- _Instructions for the task_
Reproduce the records precisely. Omit every picture.
(Recorded information Opens)
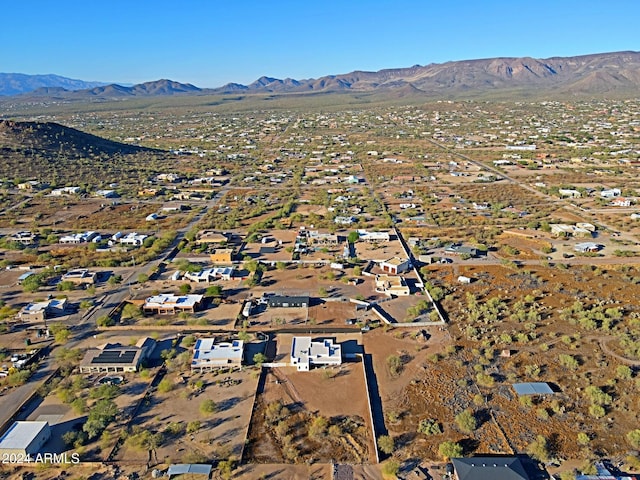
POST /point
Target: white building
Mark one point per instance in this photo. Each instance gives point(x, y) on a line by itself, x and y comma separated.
point(135, 239)
point(24, 438)
point(392, 286)
point(76, 238)
point(169, 304)
point(209, 355)
point(373, 237)
point(210, 274)
point(610, 193)
point(395, 265)
point(305, 353)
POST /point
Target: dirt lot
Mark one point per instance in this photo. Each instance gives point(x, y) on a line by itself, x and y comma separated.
point(219, 435)
point(440, 387)
point(336, 394)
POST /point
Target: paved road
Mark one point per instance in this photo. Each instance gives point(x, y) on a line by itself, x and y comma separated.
point(83, 324)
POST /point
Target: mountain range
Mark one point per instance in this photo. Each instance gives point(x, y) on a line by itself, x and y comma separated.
point(17, 83)
point(588, 75)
(Recorded information Closes)
- _Expected answer_
POST /point
Target: white building
Mark one point per instance in this photo. Each instance gives point(x, y) on a line by itself, x and y comma separated.
point(135, 239)
point(24, 438)
point(392, 286)
point(76, 238)
point(169, 304)
point(209, 355)
point(373, 237)
point(210, 274)
point(610, 193)
point(395, 265)
point(305, 353)
POST /point
Target: dirt lot
Mark one point per instance in this photo. Each instance gives point(x, y) on a line by itself, x and y comma separated.
point(219, 435)
point(440, 387)
point(336, 394)
POST /point
Target: paved road
Mark one point per instance in this photo. Each instance gives point(x, y) on a line by itself, x and y comma separated.
point(83, 324)
POST /point
Target: mountain range
Mark one point per instance in this photo. Each instance gives point(x, y) on a line by itself, x and y comma separated.
point(17, 83)
point(588, 75)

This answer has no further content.